*** Text Section Begins ***

Section 80D of the Income Tax Act allows taxpayers to claim deductions for payments made towards Health Insurance premiums and Preventive Health check-ups for self, spouse, dependent children or parents.

The maximum deduction allowed for Self, spouse and dependent children is up to Rs. 25,000. The limit is increased to 50,000 if the specified person is a senior citizen. Along with this, the individual can claim additional deductions up to Rs. 25,000 for their parents below the age of 60 and Rs. 50,000 if the parent is a senior citizen.

Section 80D also allows a deduction of up to Rs. 5,000 for payments made towards preventive health check-ups of self, spouse, dependent children or parents. The payment made for preventive health check-ups may be made in cash.

In case, your parents are senior citizens and they do not have any health insurance, you can still claim Rs. 50,000 towards their medical expenditure incurred.

Exemption for House Rent Allowance

House Rent Allowance (HRA) is an allowance given to an employee by an employer to cover the cost of living in a rented house. Employees can also claim exemptions on these allowances. However, only those salaried taxpayers who are residing in a rented home and actually pay rent for the rented accommodation can claim the exemption. Employees living in an accommodation owned by him or where he does not pay rent towards the accommodation cannot claim exemption for HRA.

‘Salary’ here includes the basic salary, dearness allowance (if it forms part of the salary for retirement benefits), and commission paid to the employee.

The exemption is only available for the period during which the rented house is occupied by the employee and not for any period before or after that. No exemption will be allowed in case your rent is less than 10% of your salary.

Deduction on Account of Home Loan interest

Taxpayers opting for Old Tax Regime will be eligible for Deduction of up to Rs. 200,000 on Account of Home Loan interest.

NPS Tax Deductions in Old Tax Regime

For your NPS contributions, you can claim up to 10% of your salary (Basic + DA) under Section 80CCD(1), subject to a Rs. 150,000 limit. An additional Rs. 50,000 can be claimed under Section 80CCD(1B). This means you can potentially get a total deduction of Rs 200,000 for your NPS contributions.

*** Text Section Ends ***
*** Record extracts Section Begins ***

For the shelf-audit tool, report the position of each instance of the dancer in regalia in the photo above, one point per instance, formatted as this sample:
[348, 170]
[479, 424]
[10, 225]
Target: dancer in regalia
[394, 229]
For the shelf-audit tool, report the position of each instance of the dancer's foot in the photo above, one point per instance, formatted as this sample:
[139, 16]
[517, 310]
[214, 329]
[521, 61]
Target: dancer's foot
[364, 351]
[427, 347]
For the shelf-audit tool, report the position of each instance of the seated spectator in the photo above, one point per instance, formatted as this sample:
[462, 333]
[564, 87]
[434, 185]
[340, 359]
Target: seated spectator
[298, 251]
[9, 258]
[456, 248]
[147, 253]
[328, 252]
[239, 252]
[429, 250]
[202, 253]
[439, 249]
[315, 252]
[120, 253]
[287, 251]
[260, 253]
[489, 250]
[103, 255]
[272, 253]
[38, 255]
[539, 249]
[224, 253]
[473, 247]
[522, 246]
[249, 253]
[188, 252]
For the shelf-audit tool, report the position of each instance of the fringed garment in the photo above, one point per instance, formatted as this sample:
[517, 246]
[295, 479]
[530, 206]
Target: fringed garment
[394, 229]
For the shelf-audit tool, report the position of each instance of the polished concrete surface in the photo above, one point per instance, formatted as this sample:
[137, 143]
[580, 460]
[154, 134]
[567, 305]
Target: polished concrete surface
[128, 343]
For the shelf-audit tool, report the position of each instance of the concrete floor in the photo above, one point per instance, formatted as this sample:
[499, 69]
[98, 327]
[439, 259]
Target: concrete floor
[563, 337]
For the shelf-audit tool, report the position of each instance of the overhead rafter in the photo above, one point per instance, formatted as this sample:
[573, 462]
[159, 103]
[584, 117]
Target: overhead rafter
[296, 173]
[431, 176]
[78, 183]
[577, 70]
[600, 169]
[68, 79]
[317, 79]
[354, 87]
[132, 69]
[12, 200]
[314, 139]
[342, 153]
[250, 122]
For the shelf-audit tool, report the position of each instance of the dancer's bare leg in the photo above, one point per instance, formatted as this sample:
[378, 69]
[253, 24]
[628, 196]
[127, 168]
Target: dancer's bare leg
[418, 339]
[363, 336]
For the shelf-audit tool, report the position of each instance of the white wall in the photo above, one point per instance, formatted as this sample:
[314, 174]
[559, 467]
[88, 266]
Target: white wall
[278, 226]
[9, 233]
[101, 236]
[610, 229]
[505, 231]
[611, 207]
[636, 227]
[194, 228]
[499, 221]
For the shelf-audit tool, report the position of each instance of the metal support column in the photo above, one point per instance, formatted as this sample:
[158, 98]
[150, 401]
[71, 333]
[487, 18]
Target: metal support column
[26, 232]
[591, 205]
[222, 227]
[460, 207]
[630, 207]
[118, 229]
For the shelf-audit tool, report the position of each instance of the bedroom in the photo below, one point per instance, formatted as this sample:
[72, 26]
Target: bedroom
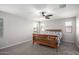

*** Record extracts Section Ends ***
*** Record extracts Section Begins ***

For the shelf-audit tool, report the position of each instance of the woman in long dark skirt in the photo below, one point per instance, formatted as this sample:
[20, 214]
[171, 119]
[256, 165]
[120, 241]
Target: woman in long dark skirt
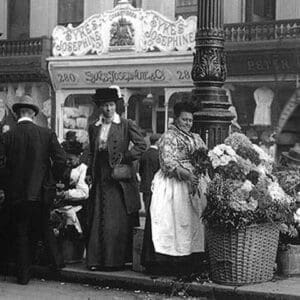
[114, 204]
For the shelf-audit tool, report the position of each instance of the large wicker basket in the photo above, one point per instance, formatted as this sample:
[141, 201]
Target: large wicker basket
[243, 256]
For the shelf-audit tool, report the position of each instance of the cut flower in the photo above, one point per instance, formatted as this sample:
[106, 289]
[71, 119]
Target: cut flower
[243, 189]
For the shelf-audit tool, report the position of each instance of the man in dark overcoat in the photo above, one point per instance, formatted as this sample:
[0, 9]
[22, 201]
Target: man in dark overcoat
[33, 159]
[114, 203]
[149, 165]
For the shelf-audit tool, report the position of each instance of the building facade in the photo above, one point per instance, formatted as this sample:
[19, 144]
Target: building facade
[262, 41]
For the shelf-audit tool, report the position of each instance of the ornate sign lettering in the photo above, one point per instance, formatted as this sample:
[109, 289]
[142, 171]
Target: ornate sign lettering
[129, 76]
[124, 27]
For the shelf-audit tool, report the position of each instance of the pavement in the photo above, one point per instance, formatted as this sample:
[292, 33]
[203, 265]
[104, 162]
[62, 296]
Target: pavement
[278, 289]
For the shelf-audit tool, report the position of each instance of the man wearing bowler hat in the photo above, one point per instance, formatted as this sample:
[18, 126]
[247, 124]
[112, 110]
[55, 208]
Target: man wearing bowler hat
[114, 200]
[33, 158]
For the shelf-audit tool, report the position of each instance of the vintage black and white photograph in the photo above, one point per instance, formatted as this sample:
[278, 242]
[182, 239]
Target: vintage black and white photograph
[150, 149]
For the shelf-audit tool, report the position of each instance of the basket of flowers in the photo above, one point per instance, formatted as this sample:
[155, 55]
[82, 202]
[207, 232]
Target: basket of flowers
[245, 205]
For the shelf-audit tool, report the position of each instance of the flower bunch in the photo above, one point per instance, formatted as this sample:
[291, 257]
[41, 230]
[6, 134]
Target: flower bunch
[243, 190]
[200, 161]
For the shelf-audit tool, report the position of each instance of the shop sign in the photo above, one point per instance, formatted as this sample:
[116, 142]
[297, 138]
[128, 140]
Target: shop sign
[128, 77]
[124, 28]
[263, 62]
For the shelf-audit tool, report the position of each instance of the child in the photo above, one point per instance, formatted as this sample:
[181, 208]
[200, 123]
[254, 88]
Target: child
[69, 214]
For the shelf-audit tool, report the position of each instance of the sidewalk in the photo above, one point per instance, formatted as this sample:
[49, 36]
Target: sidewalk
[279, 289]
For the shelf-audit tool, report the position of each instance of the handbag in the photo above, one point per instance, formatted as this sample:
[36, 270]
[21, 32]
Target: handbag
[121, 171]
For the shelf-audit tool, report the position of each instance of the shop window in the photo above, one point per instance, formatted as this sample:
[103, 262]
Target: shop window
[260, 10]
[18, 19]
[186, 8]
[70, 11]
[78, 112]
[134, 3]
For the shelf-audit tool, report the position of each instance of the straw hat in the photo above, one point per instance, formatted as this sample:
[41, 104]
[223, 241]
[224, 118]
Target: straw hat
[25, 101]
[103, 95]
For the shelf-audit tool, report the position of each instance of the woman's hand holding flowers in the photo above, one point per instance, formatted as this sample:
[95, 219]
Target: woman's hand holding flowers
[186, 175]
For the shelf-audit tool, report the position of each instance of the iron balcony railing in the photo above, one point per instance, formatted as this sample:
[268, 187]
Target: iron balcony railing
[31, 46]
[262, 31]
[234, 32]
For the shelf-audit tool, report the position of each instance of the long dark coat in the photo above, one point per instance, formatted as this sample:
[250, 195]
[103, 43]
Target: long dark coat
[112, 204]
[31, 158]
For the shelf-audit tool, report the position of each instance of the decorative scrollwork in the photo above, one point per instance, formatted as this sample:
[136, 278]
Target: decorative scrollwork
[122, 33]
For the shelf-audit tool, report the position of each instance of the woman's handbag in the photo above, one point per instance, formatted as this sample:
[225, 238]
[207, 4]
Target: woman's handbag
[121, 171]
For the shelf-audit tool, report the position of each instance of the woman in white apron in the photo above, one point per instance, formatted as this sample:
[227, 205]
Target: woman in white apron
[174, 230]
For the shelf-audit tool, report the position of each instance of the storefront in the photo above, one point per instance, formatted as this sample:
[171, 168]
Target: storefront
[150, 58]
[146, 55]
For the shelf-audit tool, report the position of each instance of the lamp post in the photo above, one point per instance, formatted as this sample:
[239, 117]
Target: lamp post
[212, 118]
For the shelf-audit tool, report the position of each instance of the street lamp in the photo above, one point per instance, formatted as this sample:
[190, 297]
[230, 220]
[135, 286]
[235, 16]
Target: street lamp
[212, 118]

*** Record extracts Section Ends ***

Exercise 1> Copy, word for word, the part of the income tax deductions text that opens with the words containing "The exemption is" and closes with "Home Loan interest.".
Exercise 2> Resume the income tax deductions text right after its final sentence.

Answer area 1>
The exemption is only available for the period during which the rented house is occupied by the employee and not for any period before or after that. No exemption will be allowed in case your rent is less than 10% of your salary.

Deduction on Account of Home Loan interest

Taxpayers opting for Old Tax Regime will be eligible for Deduction of up to Rs. 200,000 on Account of Home Loan interest.

Answer area 2>
Education Loan Interest

The interest paid on the education loan of your son qualifies for tax deduction under Section 80E because the loan was taken for the higher education of your son from an approved institution. The person who pays the interest can claim the deduction, regardless of who took the loan. Since you made the payments and your wife is a homemaker and does not have any taxable income, you can claim the full deduction. Make sure to get a certificate from the lender that shows the interest and principal components. It has to be noted that this deduction is available for eight consecutive years from when you start repayment.

Employer's NPS Contribution

The new tax regime allows a 14% employer contribution to NPS, while the old regime allows only 10%. Employers may contribute more, but deduction limits depend on your chosen tax regime. You should check with your employer about mid-year regime changes if you want to take advantage of this benefit. Importantly, you can override your earlier declaration when filing your tax return to optimize your tax benefits.

How to Opt for Old Tax Regime?

Salaried taxpayers filing ITR-1 or ITR-2 can opt in the Old Tax Regime in the ITR form itself. However, the Business Taxpayers are required to file a seperate Form-10 IEA to opt for the Old Tax Regime.